--- begin Dataset ---
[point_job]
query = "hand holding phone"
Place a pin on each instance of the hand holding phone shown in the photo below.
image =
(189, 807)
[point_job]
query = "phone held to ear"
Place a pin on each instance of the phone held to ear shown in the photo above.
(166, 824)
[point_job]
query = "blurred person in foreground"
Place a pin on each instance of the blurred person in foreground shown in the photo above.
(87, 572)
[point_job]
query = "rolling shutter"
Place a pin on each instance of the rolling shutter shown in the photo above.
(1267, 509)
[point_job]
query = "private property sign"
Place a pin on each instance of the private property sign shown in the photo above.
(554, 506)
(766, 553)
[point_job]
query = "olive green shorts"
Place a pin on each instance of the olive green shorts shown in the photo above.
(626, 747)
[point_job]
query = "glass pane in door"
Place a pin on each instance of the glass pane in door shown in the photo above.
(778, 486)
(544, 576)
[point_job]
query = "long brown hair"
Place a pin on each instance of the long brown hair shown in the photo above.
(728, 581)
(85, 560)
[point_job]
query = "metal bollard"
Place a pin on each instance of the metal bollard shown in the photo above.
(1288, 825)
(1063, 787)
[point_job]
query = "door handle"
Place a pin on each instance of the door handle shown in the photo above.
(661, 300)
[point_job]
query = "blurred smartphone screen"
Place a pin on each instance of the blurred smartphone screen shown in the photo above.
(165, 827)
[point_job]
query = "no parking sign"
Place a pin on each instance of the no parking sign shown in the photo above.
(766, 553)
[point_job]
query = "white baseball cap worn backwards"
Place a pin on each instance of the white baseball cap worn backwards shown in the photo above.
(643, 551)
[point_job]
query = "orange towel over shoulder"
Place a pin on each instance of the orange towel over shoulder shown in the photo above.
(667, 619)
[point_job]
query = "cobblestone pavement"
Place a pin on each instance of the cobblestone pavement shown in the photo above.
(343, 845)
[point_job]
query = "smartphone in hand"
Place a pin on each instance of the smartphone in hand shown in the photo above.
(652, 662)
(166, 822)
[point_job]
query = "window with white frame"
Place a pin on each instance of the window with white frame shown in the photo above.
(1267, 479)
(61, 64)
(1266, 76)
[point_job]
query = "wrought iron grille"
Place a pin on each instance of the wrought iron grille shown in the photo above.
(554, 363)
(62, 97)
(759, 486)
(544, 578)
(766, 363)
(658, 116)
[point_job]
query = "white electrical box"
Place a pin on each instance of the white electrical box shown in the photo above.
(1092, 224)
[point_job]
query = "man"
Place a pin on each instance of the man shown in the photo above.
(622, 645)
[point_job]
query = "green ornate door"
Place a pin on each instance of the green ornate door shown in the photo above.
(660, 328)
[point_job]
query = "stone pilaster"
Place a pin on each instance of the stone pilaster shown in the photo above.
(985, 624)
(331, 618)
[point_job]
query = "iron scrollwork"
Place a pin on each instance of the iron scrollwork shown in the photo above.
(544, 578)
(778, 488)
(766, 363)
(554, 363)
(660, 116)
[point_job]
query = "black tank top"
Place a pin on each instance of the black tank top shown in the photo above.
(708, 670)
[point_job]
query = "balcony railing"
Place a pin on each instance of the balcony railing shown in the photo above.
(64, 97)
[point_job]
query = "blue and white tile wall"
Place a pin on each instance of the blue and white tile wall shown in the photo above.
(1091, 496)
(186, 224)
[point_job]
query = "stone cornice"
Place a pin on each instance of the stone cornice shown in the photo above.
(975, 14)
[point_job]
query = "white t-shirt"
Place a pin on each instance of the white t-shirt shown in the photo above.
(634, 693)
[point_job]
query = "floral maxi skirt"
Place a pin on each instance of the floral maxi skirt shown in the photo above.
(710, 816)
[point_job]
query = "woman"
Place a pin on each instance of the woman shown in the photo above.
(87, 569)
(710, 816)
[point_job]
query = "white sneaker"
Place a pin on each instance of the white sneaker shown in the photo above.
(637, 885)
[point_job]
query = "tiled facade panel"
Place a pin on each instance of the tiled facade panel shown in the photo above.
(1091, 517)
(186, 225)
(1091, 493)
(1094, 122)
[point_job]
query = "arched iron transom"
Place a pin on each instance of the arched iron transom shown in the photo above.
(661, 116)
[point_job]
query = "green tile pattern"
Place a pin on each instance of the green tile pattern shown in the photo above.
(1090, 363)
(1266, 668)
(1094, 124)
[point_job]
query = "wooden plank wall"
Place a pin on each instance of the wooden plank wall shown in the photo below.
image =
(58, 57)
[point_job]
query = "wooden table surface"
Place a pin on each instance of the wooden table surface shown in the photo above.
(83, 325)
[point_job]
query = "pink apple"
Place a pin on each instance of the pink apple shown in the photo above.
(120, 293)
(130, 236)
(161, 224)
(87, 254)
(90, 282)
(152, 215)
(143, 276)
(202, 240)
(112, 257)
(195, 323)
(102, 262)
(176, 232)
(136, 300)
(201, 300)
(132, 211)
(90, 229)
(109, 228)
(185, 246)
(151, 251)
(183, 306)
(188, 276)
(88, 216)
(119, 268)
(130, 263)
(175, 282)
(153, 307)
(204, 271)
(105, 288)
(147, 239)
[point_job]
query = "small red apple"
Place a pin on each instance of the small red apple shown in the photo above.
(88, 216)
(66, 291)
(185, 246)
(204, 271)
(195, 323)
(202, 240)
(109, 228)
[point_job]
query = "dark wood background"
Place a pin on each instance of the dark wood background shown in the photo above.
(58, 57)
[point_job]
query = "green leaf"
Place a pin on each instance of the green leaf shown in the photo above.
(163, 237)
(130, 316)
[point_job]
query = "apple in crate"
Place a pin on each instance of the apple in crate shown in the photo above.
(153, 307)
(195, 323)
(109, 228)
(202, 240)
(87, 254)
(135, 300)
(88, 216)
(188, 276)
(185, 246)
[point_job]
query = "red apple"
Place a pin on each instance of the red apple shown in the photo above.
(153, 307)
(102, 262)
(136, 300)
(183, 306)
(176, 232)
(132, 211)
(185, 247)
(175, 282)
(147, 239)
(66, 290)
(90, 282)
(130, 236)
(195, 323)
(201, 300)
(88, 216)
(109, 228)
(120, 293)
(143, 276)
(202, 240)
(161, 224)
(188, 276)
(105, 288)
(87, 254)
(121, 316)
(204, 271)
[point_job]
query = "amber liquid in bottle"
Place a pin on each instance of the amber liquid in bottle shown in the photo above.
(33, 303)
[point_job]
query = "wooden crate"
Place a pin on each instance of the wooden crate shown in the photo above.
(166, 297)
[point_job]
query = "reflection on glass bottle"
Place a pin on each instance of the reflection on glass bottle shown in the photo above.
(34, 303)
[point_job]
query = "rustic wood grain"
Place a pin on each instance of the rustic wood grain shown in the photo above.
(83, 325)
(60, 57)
--- end Dataset ---
Task directions
Pull out every line in the records that contains the word "dark", copying each line in full.

The completed task
query = "dark wood background"
Place a pin on each instance of the dark wood background shown in the photo above.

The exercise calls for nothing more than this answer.